#### Passage shown:

= = = = = = =

2) You can’t use visual aids, so you are entirely dependent on the voice of the interviewer. This hasn’t been a real problem for the Mississippi poll, as the interviewer just slowly repeats the complex questions or what their response categories are, such as very liberal, somewhat liberal, moderate or middle of the road, somewhat conservative, very conservative. Race and gender of the interviewer has not been a real problem in causing social desirability responses or refusals. I thought we’d have a problem with a real “country” white guy who yelled into the phone when asking questions, but he ended up having a high response rate (I guess he sounded like a regular guy, hunter, fisherman, whatever.). So this is also not a big disadvantage. As you can see, telephone interviewing has many advantages and few disadvantages.

Mail surveys (we used bulk mail, and relied on three waves or mailings if people didn’t return them, in our NSF grassroots party activists study).

Advantages:

1) They are Cheap. There is no cost for interviewers. You only pay for paper, printing, postage and return envelopes and their postage. If you can require that respondents use a number 2 pencil, then the returned forms can be read into a machine that then produces an electronic database, so there is no cost of typing in all of the survey responses. You might add the cost of a graduate student to process the mailings, which we did for our NSF grants studying grassroots party activists in Mississippi.

2) You can use mail surveys for some Specialized Populations. A specialized population is more interested in the subject of the survey, so they are more likely to complete the surveys. Thus, we used the mail surveys for the NSF grants and sent them to each county party’s chair and its committee members. It is not generally advisable to use mail surveys for the general population, for the following reasons cited under disadvantages.

= = = = = = =

#### Supplied material:
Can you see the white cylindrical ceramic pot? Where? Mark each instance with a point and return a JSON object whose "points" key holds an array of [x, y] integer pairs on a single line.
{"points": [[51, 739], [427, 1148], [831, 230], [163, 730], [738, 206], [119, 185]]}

= = = = = = =

#### Objective A:
In the passage on survey methods, how many waves of mailings were used in the NSF grassroots party activists study?
#### Objective B:
Continue the passage on survey methods from the point where it stops.

#### Task result A:
Three waves of mailings.

#### Task result B:
Disadvantages (big problems with mail surveys):

1) They exclude illiterates. Unless someone in the home reads the surveys to them, which may seldom happen. So you can end up with a biased sample.

2) You can’t control who answers the survey. You may want to randomly select adult men and women, but a man may get the survey, and he may just give it to the woman of the house to answer. Or the adult may give the survey to their teenage kid (“Hey, you’re taking civics. Why don’t you fill out this thing?”). So, the person answering the survey may not even be eligible, age-wise.

3) You can’t control the order of the questions asked. We may prefer that respondents answer general life questions first, then a vote choice item, then specific issues and candidate trait items, and lastly sensitive personal items such as their income and race. We want them to answer the issues and candidate trait items after the vote choice, so that their vote is not influenced by what the researcher thinks are the important issues. But unlike the other two methods of surveying, in mail surveys the respondent can look through the entire questionnaire before answering, so they can answer out of order, so to speak. That can influence the results.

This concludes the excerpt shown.